RECORDS SUPPLIED.
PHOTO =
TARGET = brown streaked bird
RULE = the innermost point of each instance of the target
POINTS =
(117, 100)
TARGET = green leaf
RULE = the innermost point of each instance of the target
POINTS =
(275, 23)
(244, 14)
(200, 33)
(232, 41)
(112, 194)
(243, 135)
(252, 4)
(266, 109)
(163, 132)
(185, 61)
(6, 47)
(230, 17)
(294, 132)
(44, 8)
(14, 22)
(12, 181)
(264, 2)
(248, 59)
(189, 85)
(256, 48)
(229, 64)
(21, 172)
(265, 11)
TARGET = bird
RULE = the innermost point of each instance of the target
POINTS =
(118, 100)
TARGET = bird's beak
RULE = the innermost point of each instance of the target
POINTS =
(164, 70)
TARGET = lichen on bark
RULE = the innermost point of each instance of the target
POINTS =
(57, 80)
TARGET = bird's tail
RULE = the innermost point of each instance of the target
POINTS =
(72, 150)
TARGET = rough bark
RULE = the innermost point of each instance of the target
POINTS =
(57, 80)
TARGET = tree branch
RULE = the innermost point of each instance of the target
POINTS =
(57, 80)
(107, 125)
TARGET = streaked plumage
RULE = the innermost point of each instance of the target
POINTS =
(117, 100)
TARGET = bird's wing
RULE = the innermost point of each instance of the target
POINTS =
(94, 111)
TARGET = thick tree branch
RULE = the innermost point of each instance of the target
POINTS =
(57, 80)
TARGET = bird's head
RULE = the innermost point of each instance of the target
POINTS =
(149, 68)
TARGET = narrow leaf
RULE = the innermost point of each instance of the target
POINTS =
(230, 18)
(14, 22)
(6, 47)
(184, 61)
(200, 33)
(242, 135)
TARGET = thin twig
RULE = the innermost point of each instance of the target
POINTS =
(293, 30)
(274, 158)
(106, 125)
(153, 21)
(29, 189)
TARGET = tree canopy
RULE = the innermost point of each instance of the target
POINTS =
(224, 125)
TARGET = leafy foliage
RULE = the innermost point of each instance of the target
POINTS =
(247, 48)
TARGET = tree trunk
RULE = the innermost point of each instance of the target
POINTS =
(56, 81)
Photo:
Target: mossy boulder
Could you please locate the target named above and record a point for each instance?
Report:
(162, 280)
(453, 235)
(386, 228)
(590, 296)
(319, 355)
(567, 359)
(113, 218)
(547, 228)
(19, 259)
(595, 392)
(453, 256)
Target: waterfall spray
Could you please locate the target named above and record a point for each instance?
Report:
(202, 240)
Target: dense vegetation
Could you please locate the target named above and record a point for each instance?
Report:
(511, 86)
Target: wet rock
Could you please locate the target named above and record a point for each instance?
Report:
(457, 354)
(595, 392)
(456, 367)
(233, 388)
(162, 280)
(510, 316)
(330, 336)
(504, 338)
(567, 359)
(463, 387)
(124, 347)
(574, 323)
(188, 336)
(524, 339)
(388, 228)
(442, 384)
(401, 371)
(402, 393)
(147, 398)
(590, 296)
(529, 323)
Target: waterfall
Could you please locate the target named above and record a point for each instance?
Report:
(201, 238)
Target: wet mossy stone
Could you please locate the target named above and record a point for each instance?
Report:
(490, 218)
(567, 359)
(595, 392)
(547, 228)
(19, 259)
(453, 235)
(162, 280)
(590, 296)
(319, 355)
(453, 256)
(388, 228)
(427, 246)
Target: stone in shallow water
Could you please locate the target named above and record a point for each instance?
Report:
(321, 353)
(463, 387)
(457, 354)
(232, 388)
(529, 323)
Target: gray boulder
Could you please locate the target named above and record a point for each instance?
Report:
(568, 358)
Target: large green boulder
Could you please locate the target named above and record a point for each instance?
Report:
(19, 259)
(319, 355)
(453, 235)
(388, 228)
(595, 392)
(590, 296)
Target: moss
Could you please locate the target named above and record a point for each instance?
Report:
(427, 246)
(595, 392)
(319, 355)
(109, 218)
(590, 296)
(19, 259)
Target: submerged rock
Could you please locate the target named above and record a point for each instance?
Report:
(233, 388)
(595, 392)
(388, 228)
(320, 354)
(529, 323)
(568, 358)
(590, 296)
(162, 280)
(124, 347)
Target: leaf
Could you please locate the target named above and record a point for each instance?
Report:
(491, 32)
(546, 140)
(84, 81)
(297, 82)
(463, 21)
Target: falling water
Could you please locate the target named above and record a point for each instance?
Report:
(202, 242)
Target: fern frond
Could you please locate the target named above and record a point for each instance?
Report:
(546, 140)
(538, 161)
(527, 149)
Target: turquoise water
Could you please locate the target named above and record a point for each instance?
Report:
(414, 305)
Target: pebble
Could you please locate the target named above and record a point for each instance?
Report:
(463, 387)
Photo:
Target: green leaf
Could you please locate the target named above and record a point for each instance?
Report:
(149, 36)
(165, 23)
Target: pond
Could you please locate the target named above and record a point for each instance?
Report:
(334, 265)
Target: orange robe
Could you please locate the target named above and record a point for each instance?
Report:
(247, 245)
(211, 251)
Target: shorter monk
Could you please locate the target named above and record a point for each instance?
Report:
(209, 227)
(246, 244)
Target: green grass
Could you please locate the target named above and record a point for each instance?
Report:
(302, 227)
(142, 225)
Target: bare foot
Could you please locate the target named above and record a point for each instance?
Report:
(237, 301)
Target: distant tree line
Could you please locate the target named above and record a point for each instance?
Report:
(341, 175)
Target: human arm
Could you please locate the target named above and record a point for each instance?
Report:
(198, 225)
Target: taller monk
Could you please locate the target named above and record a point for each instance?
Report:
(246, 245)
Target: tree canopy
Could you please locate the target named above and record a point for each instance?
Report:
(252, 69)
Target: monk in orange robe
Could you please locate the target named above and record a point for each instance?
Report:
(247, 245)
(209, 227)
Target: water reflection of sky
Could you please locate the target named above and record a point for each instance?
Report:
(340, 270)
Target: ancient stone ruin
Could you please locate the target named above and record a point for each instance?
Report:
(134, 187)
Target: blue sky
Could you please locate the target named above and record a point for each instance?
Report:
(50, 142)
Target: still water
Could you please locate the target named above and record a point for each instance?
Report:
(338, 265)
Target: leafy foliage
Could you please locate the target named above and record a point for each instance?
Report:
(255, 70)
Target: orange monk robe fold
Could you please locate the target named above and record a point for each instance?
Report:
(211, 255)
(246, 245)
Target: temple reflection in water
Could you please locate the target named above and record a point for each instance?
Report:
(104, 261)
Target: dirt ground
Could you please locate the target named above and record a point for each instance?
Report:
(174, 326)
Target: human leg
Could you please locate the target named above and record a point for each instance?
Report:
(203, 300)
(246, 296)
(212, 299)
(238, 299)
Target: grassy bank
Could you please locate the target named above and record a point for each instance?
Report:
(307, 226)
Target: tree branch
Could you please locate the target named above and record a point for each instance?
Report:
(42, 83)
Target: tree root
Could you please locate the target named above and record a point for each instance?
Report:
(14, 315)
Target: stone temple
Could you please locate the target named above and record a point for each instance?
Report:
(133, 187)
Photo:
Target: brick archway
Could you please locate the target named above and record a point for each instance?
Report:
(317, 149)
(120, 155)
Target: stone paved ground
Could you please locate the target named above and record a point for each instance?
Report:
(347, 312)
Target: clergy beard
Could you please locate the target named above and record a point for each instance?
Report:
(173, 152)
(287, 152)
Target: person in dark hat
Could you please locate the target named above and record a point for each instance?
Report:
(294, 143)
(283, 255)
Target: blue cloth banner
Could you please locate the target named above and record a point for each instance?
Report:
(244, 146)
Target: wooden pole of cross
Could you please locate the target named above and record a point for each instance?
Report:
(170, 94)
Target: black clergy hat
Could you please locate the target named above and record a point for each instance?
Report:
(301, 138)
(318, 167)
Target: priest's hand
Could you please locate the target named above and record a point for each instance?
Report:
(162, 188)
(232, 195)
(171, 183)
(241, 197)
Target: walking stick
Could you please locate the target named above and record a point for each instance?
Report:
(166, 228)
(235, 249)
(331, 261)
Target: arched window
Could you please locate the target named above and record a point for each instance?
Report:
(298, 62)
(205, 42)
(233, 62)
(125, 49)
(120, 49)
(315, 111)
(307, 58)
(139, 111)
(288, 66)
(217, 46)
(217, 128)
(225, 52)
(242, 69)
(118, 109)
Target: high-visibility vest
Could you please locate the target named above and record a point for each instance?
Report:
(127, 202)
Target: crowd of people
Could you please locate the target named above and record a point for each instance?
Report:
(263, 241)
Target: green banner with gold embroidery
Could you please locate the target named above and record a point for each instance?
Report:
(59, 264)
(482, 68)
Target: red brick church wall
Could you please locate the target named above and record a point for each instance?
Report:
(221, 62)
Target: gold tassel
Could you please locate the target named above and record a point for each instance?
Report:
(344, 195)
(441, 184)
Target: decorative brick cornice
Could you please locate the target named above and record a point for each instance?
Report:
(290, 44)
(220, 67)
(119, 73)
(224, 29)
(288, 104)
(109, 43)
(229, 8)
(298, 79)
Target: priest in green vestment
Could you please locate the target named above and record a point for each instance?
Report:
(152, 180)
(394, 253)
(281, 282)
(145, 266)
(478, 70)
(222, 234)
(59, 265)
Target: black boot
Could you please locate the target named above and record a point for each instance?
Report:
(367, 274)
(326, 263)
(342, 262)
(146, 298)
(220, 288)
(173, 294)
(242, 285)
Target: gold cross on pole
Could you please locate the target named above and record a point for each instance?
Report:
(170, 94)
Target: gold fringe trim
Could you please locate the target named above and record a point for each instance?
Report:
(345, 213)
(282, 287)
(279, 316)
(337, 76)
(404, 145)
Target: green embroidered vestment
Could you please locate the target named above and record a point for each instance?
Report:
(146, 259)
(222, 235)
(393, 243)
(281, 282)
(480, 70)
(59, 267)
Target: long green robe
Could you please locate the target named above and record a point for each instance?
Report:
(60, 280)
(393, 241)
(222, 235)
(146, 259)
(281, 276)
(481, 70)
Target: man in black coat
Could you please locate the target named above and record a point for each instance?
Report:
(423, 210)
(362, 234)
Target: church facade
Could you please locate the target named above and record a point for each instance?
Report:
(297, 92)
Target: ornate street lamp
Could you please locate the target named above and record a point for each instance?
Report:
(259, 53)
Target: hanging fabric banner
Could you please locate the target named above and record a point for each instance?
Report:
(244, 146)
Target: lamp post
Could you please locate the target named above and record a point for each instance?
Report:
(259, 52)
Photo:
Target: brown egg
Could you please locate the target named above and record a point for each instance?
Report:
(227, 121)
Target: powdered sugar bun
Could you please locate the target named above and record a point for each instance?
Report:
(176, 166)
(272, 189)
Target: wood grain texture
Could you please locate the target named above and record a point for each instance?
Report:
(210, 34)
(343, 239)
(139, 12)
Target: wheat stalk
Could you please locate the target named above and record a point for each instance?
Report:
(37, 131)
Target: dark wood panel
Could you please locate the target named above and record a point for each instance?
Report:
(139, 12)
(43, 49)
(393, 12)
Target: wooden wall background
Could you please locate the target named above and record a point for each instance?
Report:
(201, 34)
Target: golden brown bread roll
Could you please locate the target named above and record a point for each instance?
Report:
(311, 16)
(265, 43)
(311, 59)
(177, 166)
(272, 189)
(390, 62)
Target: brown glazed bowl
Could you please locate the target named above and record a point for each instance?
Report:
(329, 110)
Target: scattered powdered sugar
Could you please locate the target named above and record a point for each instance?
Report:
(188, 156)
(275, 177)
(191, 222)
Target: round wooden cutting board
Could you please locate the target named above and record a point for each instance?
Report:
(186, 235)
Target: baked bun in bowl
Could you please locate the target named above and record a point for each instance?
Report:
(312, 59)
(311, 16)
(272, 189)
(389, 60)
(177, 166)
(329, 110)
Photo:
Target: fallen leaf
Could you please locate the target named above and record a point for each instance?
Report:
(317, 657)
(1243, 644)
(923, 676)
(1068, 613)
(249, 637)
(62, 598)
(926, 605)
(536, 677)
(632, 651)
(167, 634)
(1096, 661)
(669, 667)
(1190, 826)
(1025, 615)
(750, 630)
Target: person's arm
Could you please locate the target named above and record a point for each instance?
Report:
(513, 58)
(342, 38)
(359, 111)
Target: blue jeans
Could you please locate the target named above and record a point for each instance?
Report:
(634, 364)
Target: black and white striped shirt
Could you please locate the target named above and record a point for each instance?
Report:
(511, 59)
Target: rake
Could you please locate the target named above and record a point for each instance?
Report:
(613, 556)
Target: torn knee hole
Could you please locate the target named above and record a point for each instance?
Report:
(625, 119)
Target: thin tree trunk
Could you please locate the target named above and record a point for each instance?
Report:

TASK REQUIREMENTS. In the records above, some lines may contain the word "boulder"; copy every one of them.

EXERCISE RESPONSE.
Target: mossy boulder
Target: gray boulder
Target: large green boulder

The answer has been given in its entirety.